*** Opening Information given ***
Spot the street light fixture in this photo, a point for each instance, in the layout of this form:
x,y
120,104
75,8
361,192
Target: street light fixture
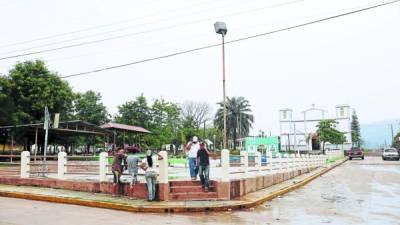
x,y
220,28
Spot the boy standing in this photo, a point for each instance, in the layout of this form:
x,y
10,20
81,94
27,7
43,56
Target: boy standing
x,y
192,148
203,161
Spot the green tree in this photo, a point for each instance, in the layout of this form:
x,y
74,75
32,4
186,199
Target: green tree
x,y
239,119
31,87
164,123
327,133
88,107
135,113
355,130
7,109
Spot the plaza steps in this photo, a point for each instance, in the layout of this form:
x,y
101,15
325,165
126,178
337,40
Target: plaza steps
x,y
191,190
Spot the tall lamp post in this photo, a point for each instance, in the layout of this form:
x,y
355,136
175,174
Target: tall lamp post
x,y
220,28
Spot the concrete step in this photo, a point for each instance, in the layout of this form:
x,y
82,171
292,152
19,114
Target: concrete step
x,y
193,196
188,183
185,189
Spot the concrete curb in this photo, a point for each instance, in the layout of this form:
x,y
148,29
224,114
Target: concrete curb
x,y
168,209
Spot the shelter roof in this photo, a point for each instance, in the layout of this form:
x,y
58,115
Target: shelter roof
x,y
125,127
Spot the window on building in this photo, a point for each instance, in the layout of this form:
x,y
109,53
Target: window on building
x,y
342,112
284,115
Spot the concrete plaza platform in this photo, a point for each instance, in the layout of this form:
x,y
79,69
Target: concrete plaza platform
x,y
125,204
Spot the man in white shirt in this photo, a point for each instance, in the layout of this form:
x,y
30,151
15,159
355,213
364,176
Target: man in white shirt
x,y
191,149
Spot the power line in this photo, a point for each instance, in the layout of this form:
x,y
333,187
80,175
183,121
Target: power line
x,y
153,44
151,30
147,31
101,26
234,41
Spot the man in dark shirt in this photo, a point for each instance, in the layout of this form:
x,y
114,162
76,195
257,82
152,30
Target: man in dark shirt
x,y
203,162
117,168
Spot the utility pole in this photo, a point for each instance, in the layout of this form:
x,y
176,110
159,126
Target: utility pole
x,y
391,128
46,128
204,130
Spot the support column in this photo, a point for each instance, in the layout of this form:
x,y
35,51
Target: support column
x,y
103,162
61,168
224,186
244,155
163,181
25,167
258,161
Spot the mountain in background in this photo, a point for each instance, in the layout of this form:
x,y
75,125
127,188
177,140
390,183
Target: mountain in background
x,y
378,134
*** Closing Information given ***
• Problem to solve
All entries above should be returned exactly, apart from their pictures.

• Solution
Spot the street light fixture in this photo, a point for each instance, in the layout of this form:
x,y
120,104
75,8
361,192
Target: street light fixture
x,y
220,28
Spot the boy standing in this photo, a point for each instance, in the layout of this form:
x,y
10,20
81,94
27,7
43,56
Target: boy standing
x,y
192,148
203,161
Spot the green tree in this photo, a point for each instance, in the layout of this form:
x,y
74,75
32,4
186,199
Target: green tree
x,y
239,119
31,87
164,123
327,133
88,107
135,113
355,130
7,109
Spot the plaza steps in this photo, a point for each instance, in the layout of this form:
x,y
101,15
325,165
126,178
337,40
Target: plaza steps
x,y
191,190
Spot the tall lamp post in this photo, a point for each instance, in the layout of this form:
x,y
355,136
175,174
Target: tall lamp post
x,y
220,28
Spot the concrete step in this photo, a point for each instance, in the layout of this form:
x,y
82,171
292,152
19,114
Target: concrete step
x,y
193,196
188,183
185,189
Spot the concrete curb in this photo, a point for each instance, in the layout of this form:
x,y
148,29
224,114
Target: concrete curb
x,y
168,209
Spot the shelter roof in this photo, a point for each instance, in the layout of this form:
x,y
58,115
Target: shelter roof
x,y
125,127
Spot the window on building in this photo, a point for each instance, in the layout of this form:
x,y
109,53
Target: window on building
x,y
342,112
284,115
Spot the concrete plaza platform in this photo, a point for each instance, in the layout of this form:
x,y
79,69
Target: concrete plaza platform
x,y
125,204
Spot the man in white shirt in this photo, a point for each instance, in the layout of this form:
x,y
30,151
15,159
355,213
364,176
Target: man in white shirt
x,y
191,149
Spot the power line in this photo, a point for each instance, in the layout of this form:
x,y
333,187
80,175
183,121
Target: power line
x,y
153,44
151,30
147,31
101,26
234,41
Spot the man in dark shirt in this photo, a point for each instance, in the layout of this form:
x,y
114,162
76,195
257,82
152,30
Target: man in dark shirt
x,y
203,162
117,168
Spot the utility pole in this photo, a point for each instance, in the layout of this form:
x,y
176,110
159,126
Target: utility pole
x,y
391,128
46,128
204,130
Spot the support column in this photo, a point for each instance, in the layout of this form:
x,y
35,51
Target: support column
x,y
103,162
61,168
224,186
244,155
163,181
25,167
258,161
Spot the mountain in background in this photo, a point for each instance, in the layout of this form:
x,y
75,125
127,188
177,140
390,183
Target: mountain in background
x,y
378,134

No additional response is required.